Go on with the profile of breast cancer survivor Nikki Brown, picking up after its last sentence.

### STUDY TEXT
____

Breast cancer survivor of three years, Nikki Brown, middle, and her two sons, Sevaughn Brown, left, and Martin Brown, right, read aloud. -- Laura Fenton photo

Editor’s note: This is the second profile in a month-long series focusing on breast cancer survivors.

Both Nikki Brown and her husband, Demond, wanted to be strong for each other.

Alone, each felt scared of the future.

Together, husband and wife faced fear head-on and beat the most difficult obstacle of their lives — Nikki Brown’s breast cancer diagnosis.

“Never say never,” Nikki Brown said. “Never say it can’t happen to you.”

Her husband found the lump in 2007, while the two were wrestling one day, but she did not get it checked out until the lump grew so large it could be seen through her skin.

“I noticed it wouldn’t move but it was almost protruding through my skin,” Nikki Brown said.

When doctors left her in an examining room for 45 minutes while they tested the biopsy of the lump, Brown began to worry. Until this point, she thought it was probably a benign lump.

Doctors offered her two choices: remove the lump or remove the entire breast to keep the cancer from spreading.

“I didn’t have to think about that,” Nikki Brown said. “I told her to remove the whole breast. So, right now I have no breast on the right side. It has been completely removed.”

After removing her breast, she underwent chemotherapy every two weeks for six months until the cancer was completely gone.

Opting to not do reconstructive surgery, she now uses a silicone breast insert, which she places under her clothing.

Her aggressive chemotherapy caused her hair to fall out after one treatment.

Devastated that her hair fell out in large patches, Nikki Brown turned to her husband for support.

“He just looked at me and said, don’t worry about it, I’m a barber,” Nikki Brown said.

And on the days when she felt unattractive, he was always there to boost her spirits.

____

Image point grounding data
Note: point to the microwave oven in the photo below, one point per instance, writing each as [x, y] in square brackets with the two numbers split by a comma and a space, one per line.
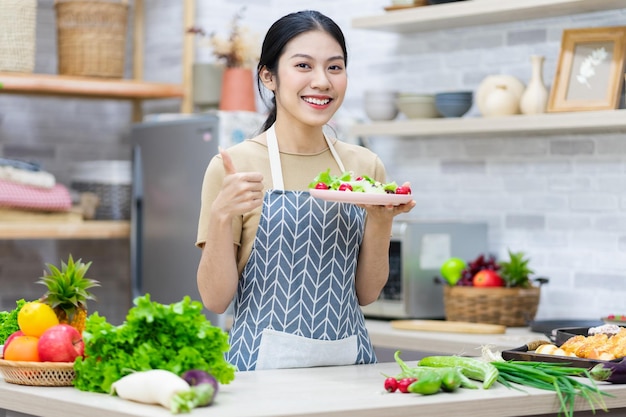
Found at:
[417, 251]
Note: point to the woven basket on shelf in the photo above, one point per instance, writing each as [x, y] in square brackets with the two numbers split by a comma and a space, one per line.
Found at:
[511, 307]
[17, 35]
[42, 374]
[91, 37]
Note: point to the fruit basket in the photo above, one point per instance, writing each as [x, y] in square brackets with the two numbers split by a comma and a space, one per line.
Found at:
[511, 307]
[43, 374]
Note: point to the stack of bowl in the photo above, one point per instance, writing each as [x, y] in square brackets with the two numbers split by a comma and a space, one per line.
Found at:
[417, 106]
[454, 103]
[380, 104]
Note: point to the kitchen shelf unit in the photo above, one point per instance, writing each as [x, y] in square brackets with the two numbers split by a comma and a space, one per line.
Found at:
[135, 90]
[477, 12]
[90, 229]
[547, 123]
[481, 12]
[99, 88]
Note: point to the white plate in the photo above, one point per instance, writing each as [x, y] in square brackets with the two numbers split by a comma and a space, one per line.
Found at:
[613, 321]
[361, 198]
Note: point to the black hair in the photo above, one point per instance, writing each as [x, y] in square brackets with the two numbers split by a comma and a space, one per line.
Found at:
[280, 33]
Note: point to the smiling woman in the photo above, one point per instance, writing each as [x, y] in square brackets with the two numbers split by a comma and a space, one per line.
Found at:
[261, 185]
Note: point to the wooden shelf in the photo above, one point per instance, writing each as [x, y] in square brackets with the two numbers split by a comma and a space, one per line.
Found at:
[59, 85]
[478, 12]
[548, 123]
[93, 229]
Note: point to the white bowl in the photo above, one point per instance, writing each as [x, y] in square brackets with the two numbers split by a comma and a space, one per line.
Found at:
[418, 107]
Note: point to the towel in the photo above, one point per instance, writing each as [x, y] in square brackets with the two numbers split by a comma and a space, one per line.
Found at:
[41, 179]
[23, 196]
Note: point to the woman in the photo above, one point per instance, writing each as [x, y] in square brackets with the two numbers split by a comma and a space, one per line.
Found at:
[300, 267]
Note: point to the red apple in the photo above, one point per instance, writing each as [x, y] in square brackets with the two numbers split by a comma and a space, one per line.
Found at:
[487, 278]
[60, 343]
[13, 335]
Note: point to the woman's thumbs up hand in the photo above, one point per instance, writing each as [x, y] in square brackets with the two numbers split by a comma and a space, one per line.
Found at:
[241, 191]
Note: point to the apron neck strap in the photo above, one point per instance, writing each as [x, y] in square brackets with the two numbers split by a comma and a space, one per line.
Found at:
[274, 154]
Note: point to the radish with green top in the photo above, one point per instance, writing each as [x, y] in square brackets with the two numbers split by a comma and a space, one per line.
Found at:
[158, 386]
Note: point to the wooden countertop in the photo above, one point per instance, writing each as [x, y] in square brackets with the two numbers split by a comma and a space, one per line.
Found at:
[383, 335]
[329, 391]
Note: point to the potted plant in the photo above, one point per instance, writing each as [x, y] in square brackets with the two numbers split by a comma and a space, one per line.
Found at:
[232, 73]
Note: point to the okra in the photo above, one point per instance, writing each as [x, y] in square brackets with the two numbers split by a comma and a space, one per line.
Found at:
[429, 383]
[450, 379]
[470, 367]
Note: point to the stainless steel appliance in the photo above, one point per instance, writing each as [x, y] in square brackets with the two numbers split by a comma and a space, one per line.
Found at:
[417, 251]
[170, 156]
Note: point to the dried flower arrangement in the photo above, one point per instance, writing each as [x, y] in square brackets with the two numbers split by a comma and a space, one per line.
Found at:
[239, 50]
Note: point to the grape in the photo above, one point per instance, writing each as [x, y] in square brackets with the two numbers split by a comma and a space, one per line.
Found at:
[481, 262]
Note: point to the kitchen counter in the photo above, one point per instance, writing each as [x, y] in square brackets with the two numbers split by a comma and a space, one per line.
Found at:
[329, 391]
[384, 336]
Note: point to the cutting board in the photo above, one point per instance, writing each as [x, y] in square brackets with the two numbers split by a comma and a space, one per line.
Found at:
[447, 326]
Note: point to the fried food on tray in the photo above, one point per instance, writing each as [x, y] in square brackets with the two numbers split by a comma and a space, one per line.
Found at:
[597, 346]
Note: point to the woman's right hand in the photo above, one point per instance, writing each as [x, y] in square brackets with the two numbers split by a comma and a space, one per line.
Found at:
[241, 191]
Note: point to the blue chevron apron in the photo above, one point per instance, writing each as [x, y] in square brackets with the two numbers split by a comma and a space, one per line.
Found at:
[296, 304]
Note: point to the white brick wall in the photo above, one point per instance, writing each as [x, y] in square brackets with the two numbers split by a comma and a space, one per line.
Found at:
[561, 199]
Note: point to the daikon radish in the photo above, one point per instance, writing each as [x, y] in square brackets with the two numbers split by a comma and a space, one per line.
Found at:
[156, 386]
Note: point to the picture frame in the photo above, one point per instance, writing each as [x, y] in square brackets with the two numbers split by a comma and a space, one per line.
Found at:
[590, 70]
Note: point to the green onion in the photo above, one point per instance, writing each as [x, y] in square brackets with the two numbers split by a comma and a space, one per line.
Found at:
[553, 377]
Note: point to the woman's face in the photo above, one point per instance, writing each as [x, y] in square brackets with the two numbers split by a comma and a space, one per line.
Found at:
[312, 79]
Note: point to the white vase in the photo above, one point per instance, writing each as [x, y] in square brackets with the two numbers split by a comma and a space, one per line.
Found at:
[501, 102]
[207, 85]
[535, 97]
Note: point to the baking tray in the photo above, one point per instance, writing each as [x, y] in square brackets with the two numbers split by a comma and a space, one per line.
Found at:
[522, 354]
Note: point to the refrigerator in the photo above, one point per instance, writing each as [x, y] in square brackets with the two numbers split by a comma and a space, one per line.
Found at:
[169, 157]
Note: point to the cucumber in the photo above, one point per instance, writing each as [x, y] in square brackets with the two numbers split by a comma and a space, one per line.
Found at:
[470, 367]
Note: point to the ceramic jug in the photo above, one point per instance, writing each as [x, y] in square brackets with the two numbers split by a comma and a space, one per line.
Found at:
[535, 97]
[501, 102]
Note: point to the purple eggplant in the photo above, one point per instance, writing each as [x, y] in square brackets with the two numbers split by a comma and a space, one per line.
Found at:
[203, 384]
[613, 372]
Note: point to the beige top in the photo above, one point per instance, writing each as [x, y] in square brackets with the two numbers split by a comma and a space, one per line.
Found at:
[298, 172]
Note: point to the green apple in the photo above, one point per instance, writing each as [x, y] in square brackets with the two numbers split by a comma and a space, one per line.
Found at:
[451, 270]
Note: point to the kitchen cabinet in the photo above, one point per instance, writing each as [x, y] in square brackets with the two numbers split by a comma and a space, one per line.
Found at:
[331, 391]
[136, 90]
[481, 12]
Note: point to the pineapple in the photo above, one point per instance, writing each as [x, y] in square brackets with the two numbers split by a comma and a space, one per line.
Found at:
[68, 291]
[516, 272]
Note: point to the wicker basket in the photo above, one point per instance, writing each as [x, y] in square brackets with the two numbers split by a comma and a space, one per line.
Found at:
[91, 37]
[17, 35]
[511, 307]
[42, 374]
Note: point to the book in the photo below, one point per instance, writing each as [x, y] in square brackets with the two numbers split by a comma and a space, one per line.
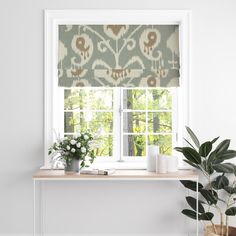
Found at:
[97, 171]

____

### ANSWER SPACE
“I never looked at her as being ugly,” Demond Brown said. “Even though her skin changed color, she still had the same facial features.”

His wife’s hands, feet and tongue turned a dark shade from the chemotherapy treatments.

“No matter what, I’m going to love her,” Demond said. “I’m going to always think she’s sexy, because she is.”

But for as confident as Demond appeared to his wife, he too had moments when the uncertainty was too much for him to bear.

“There were days I would go in the bathroom to cry because I didn’t know what the outcome was going to be,” Demond Brown said. “She was strong through the whole ordeal. I can’t say the same about myself.”

Guiding his wife through her treatments was all too familiar for him because when he was 18 his mother had breast cancer.

“You appreciate somebody more when they’re strong and come through something like this,” Demond Brown said.

The Browns cherish every day they spend together and are thankful Nikki is a survivor for three years now.

She urges every man and woman to have a doctor screen them for breast cancer early and often.

“It doesn’t matter what age you are, you can be inflicted with this disease,” she said. “I just hope that one they do have a cure.”